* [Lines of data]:

— start —

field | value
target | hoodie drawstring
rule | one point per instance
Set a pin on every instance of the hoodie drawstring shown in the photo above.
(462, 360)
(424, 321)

— end —

Please rewrite the listing with "hoodie drawstring" changed to "hood cord" everywhere, leaving everything else as it is.

* [Response to this task]:
field | value
target | hood cord
rule | one point per instance
Set a pin on every instance of the hood cord shown in the photo above.
(462, 360)
(424, 321)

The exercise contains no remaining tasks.